Material provided:
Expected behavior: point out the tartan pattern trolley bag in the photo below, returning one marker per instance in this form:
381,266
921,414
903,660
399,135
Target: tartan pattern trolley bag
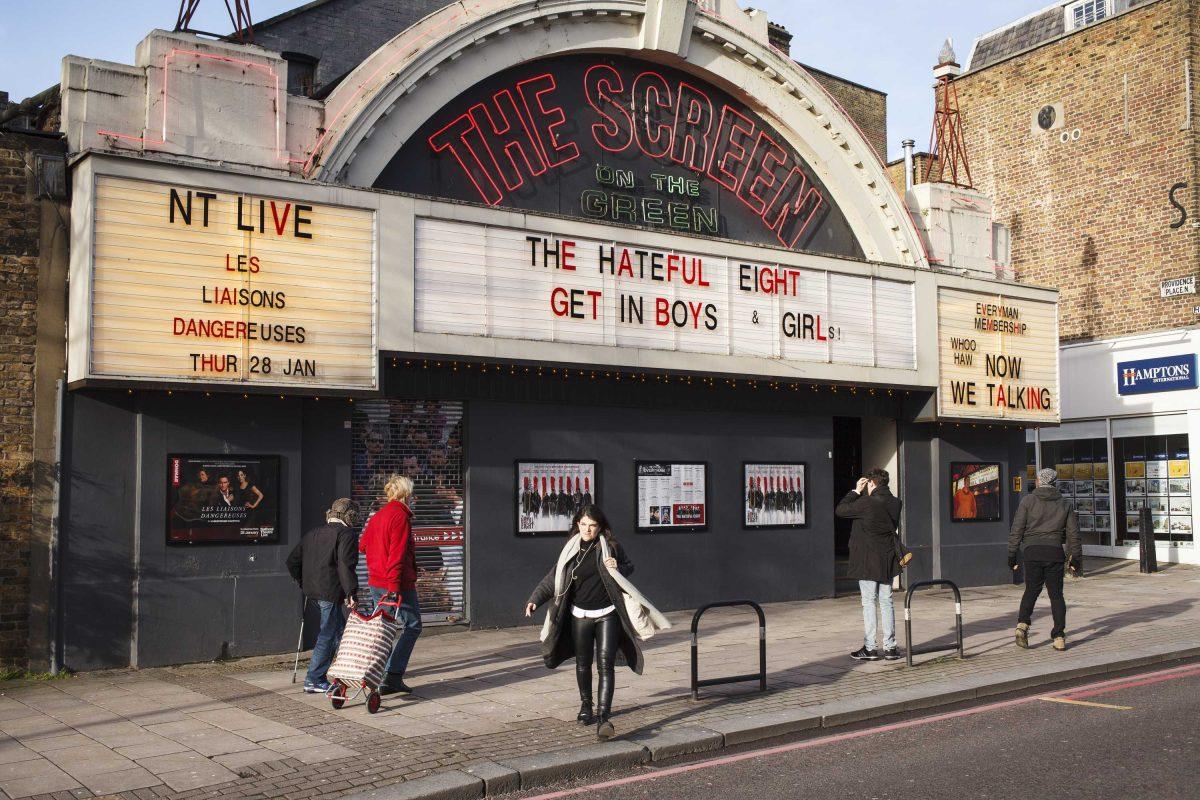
363,655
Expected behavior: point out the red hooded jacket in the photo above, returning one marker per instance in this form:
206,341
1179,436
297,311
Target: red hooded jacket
388,543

Task prompt: Give every line back word for word and leave the pictures out.

Output of the task:
Expected behavior: point out the tartan pattern trolley bag in the photo below, returning one marker per instance in this form:
381,266
921,414
903,660
399,135
Target: tartan pattern trolley bag
363,655
Expected behavior: point out the red hooded jacket in the photo above, returning one marker per instance in this form:
206,341
1179,436
297,311
Target: red hooded jacket
388,543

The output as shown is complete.